> THE TASKS:
(1) Check each statement against the Emory chalk passage and say whether it agrees with it. Answer yes or no for each, and quote the exact words from the passage that settle it.
(a) The chalk messages showed up near buildings where many student groups had their headquarters.
(b) Emory's president sided fully with the students who objected to the messages.
(c) The president announced that Emory would devise new procedures for reporting incidents of bias.
(2) Retype everything in the Emory chalk passage from "Donald Trump is" down to "had their headquarters.".

> SUPPLIED PASSAGE:
################

Donald Trump is a divisive figure, but does writing his name in chalk on a university sidewalk amount to the harassment of minority students? Some students at Emory University claimed as much last spring, when the then-candidate’s name, along with phrases like “Build a Wall,” appeared near the buildings where many student groups had their headquarters.
 
The pro-Trump messages were a “direct threat to their safety,” the students contended. Asked by some to defend the First Amendment and by others to side with the aggrieved students, Emory’s president came down squarely in the middle. On the one hand, “we must value and encourage the expression of ideas,” he said. Yet, on the other, the university must “provide a safe environment” for students. Then he announced Emory would devise new procedures for reporting of incidents of bias.

################

> DATASET:
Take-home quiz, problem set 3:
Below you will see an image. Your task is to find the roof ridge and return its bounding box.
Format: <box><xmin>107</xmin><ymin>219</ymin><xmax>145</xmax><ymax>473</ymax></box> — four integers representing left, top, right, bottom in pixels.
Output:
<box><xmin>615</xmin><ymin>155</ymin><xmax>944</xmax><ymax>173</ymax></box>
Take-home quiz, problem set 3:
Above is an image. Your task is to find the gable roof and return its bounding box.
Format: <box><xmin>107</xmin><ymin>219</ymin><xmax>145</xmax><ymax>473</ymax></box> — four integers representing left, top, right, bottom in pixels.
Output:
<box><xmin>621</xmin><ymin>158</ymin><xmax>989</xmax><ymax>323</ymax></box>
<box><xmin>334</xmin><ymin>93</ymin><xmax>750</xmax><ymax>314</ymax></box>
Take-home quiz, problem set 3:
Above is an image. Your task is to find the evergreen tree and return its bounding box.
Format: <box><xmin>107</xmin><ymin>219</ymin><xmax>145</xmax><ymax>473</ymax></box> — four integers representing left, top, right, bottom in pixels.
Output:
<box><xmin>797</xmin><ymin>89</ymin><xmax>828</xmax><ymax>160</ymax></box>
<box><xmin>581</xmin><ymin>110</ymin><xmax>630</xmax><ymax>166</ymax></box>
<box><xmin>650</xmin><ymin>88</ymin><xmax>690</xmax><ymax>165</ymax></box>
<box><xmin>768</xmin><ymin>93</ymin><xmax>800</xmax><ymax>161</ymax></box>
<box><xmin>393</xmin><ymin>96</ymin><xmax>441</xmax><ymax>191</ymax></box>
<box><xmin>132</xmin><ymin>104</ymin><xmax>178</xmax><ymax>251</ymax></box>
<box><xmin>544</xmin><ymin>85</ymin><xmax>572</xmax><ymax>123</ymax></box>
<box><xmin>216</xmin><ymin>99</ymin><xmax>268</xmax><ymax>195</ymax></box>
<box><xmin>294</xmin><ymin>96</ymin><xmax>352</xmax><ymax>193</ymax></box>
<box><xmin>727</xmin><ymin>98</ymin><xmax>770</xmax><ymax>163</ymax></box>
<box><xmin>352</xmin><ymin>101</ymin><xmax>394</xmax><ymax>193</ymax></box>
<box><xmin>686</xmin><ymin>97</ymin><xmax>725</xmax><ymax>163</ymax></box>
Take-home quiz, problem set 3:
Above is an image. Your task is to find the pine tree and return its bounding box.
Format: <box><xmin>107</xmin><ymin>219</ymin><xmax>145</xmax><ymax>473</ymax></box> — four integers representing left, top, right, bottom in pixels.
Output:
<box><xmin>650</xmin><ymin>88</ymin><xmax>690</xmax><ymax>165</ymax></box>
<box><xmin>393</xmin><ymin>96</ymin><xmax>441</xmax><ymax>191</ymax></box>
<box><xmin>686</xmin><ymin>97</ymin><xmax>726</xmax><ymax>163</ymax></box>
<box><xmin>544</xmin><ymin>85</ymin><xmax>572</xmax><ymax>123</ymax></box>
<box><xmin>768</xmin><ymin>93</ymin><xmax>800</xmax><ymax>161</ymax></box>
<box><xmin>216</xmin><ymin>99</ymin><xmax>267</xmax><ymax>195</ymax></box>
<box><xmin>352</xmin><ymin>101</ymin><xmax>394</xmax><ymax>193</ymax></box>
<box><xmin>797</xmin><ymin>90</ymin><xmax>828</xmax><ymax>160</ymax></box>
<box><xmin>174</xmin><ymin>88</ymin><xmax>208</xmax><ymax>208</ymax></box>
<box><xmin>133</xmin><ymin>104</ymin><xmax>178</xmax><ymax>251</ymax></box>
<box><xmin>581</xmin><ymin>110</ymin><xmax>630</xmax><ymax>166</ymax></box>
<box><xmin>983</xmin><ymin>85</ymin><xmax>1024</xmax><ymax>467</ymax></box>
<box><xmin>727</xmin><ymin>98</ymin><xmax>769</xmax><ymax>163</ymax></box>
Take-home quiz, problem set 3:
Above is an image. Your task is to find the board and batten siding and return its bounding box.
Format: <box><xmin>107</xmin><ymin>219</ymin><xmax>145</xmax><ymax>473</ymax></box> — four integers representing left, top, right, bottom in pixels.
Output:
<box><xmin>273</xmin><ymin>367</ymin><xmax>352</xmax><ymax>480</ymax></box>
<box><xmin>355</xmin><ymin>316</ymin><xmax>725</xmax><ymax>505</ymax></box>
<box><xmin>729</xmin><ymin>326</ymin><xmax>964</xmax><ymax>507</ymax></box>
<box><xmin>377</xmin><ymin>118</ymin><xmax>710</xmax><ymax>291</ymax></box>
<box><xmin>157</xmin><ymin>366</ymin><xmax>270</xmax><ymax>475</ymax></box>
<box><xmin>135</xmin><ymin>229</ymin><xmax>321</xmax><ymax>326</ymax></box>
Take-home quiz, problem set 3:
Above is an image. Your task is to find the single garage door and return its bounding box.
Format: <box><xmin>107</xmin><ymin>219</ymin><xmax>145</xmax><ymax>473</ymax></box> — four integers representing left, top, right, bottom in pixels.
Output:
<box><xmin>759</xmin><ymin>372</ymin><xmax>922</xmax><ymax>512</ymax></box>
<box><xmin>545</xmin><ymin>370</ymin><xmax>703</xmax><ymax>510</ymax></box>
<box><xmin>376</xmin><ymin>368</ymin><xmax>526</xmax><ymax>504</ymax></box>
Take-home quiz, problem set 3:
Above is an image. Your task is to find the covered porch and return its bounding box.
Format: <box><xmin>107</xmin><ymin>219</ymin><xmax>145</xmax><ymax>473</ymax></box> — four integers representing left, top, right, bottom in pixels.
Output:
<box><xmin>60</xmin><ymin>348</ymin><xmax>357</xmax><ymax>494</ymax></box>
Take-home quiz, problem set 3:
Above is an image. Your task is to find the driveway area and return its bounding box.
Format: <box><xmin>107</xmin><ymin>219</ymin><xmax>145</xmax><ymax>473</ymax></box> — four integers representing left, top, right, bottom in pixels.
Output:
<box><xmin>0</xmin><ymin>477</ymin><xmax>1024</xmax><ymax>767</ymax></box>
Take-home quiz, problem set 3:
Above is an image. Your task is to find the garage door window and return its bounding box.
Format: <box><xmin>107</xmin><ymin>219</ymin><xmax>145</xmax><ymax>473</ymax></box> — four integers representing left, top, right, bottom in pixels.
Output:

################

> TASK SOLUTIONS:
(1)
(a) Yes: "appeared near the buildings where many student groups had their headquarters"
(b) No: "Emory’s president came down squarely in the middle"
(c) Yes: "Then he announced Emory would devise new procedures for reporting of incidents of bias."

(2)
Donald Trump is a divisive figure, but does writing his name in chalk on a university sidewalk amount to the harassment of minority students? Some students at Emory University claimed as much last spring, when the then-candidate’s name, along with phrases like “Build a Wall,” appeared near the buildings where many student groups had their headquarters.